Cap sur les nouveaux engrais
Décriés pour leurs effets sur l’environnement et leur provenance parfois douteuse, ces intrants sont amenés à se renouveler dans leurs formes, leurs natures ou leurs origines. Décryptage.
Environ la moitié des aliments produits dans le monde le sont grâce aux engrais minéraux*. La production alimentaire s’est ainsi rendue dépendante de ceux-ci, fabriqués à partir d’énergie fossile pour l’azote ou extraits de mines pour le phosphore et la potasse. La filière française du blé panifiable est tout particulièrement concernée par cette dépendance vis-à-vis de l’azote, dont elle est la principale consommatrice (lire La Toque n° 362). Cela pose le problème de la souveraineté alimentaire en l’absence de gisements français des matières premières nécessaires à la fabrication de fertilisants minéraux, comme le souligne un rapport d’études de FranceAgriMer diffusé fin octobre**.
En outre, du point de vue environnemental, l’utilisation d’azote minéral est critiquée pour les pertes — dans l’eau sous forme de nitrates et dans l’air sous forme de protoxyde d’azote — d’un gaz à très fort effet de serre. La production d’azote dégage aussi des gaz à effet de serre. Les cycles géochimiques de l’azote et du phosphore sont par ailleurs reconnus comme faisant partie des quatre limites planétaires (sur neuf) déjà dépassées (aux côtés du climat, de la biodiversité et de l’introduction de nouvelles entités, comme le plastique).
Les engrais organiques
La première piste sérieuse pour répondre, au moins en partie, à ces défis est de se concentrer sur le recyclage des matières organiques, avec le principe de retour au sol des minéraux sortis des champs par l’alimentation ou par l’élevage. Ces matières ont par ailleurs comme qualité d’être issues de ressources renouvelables. « La tendance de fond est à la croissance de ces marchés des engrais organiques, même si cela a été plus délicat en 2024 car l’agriculture a eu moins les moyens d’investir et que la météorologie pluvieuse a rendu difficile les épandages de ces produits parfois pondéreux », nous confie un fabricant français positionné également sur les engrais minéraux.
Dans ce contexte, la recherche s’investit en vue de renforcer leur efficacité pour la nutrition végétale ainsi que celle des fonctionnalités associées. On compte notamment comme axes de travail : la réduction des pertes, l’enrichissement du sol en matière organique et en carbone, l’amélioration de sa structure et de ses propriétés physico-chimiques, comme l’acidité. Le directeur scientifique de l’Institut national de recherche pour l’agriculture, l’alimentation et l’environnement Christian Huyghe, espère ainsi que l’amélioration des valeurs fertilisantes des effluents d’élevage permettra de créer des transferts de fertilité entre zones d’élevage et céréalières, et ainsi de reconnecter et de rééquilibrer ces bassins. La problématique étant aussi celle de la diminution de l’élevage bovin en France, et donc celle de la production des effluents.

Enregistrements sources
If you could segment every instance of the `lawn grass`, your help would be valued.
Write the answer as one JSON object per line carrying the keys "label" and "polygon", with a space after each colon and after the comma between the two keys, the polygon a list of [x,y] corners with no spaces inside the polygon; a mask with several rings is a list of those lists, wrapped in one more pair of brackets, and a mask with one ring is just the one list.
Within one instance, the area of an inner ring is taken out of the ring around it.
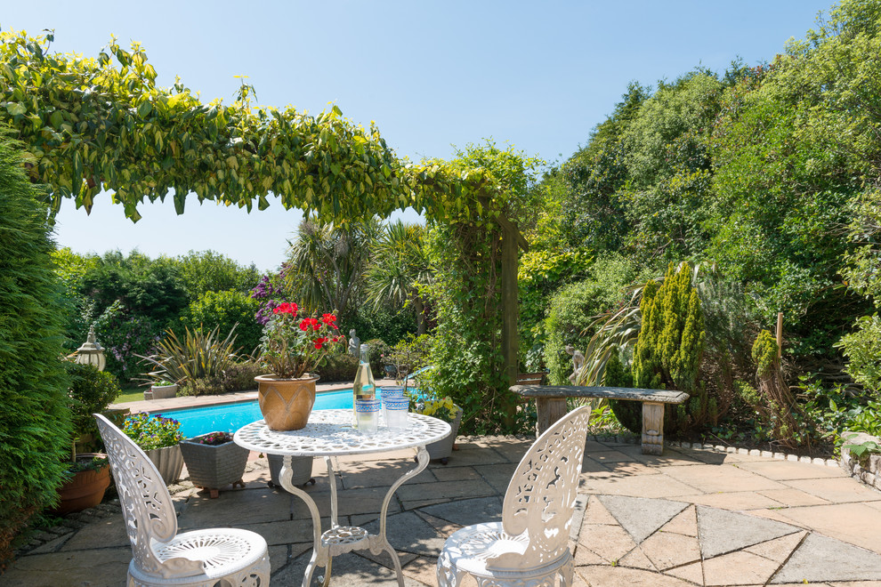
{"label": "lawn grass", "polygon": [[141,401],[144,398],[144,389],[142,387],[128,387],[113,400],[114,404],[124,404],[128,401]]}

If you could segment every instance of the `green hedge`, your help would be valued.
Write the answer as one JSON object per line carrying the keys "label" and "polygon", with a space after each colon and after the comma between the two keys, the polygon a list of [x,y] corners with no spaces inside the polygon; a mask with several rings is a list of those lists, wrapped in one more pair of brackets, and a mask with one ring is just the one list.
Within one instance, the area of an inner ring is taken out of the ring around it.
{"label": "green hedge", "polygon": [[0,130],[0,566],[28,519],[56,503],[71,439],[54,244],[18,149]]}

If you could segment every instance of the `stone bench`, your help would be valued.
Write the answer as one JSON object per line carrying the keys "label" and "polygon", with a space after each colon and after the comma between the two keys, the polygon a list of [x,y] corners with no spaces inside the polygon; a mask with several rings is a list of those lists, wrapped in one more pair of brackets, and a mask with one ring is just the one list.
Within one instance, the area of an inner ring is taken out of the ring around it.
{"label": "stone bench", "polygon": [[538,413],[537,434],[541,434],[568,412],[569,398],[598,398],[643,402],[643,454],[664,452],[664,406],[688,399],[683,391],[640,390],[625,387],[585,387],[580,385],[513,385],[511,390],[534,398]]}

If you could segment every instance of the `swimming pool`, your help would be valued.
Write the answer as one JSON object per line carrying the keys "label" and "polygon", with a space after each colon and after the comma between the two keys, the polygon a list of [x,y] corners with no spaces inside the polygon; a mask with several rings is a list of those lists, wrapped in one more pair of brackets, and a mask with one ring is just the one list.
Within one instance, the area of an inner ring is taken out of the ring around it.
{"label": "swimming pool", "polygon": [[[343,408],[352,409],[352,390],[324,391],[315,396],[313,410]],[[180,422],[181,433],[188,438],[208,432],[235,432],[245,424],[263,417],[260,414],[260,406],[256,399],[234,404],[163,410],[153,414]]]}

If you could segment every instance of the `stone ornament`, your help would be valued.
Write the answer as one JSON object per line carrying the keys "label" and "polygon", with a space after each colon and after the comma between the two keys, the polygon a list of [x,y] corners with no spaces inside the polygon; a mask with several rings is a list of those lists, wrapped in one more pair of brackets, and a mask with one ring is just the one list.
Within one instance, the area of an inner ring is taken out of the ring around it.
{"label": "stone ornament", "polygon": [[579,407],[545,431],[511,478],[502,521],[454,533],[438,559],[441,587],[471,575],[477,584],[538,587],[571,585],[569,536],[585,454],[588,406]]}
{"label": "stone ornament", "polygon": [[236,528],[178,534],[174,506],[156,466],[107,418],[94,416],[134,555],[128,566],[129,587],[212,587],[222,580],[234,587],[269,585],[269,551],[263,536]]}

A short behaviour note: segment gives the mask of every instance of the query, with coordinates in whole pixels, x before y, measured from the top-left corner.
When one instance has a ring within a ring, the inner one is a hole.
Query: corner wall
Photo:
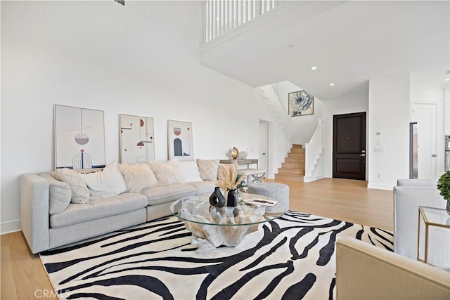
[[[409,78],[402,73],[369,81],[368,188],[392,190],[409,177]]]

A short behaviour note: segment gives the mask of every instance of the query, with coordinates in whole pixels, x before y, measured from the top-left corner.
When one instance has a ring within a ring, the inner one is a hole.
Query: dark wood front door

## Consigne A:
Selon l'extrait, quelle filière française est la principale consommatrice d'azote ?
## Consigne B:
Indiquez combien de lignes des enregistrements contiennent la chaîne "green", en tenant compte de la casse, et donnez uniquement le nombre.

## Réponse finale A:
La filière française du blé panifiable.

## Réponse finale B:
2